## Work to be completed
Reproduce verbatim the stretch of the crowdfunding news briefing from "Under the City" through "equity crowdfunding platforms.".

News Briefing - Crowdfunding, SME And Alternative Finance

crowd walking

1.UK – P2P

P2P Finance News on a new guide to P2P investment from TISA.

 

“INVESTMENT and savings trade body Tisa has published a guide to appropriateness tests for peer-to-peer lending platforms to help them comply with new investor marketing rules.

The guide advises P2P firms on how to identify appropriate investors and how to warn clients if a product may be inappropriate for them. It was created in response to the Financial Conduct Authority’s (FCA) updated regulations for the sector, which come into effect on 9 December.

Under the City watchdog’s new rules, P2P platforms will need to carry out an appropriateness assessment that considers a client’s knowledge and experience of the P2P investment before the platform can accept a subsequent instruction to invest. This is already a requirement for crowd bond providers and equity crowdfunding platforms.

Tisa’s guide advises platforms on when to issue the assessment test to new investors, how to define “complex” and “non-complex” investments, and what the appropriateness test should cover.”

Tisa creates guide to appropriateness tests for P2P platforms | Peer2Peer Finance News

2. UK – P2P

AltFi News reports:

“P2P lending platform CODE Investing has launched an SME debt finance platform for commercial finance brokers and intermediaries seeking finance for their clients of up to £5m.

## Recorded information
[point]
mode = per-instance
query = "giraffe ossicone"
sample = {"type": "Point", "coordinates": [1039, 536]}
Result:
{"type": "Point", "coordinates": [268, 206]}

## Response below
Under the City watchdog’s new rules, P2P platforms will need to carry out an appropriateness assessment that considers a client’s knowledge and experience of the P2P investment before the platform can accept a subsequent instruction to invest. This is already a requirement for crowd bond providers and equity crowdfunding platforms.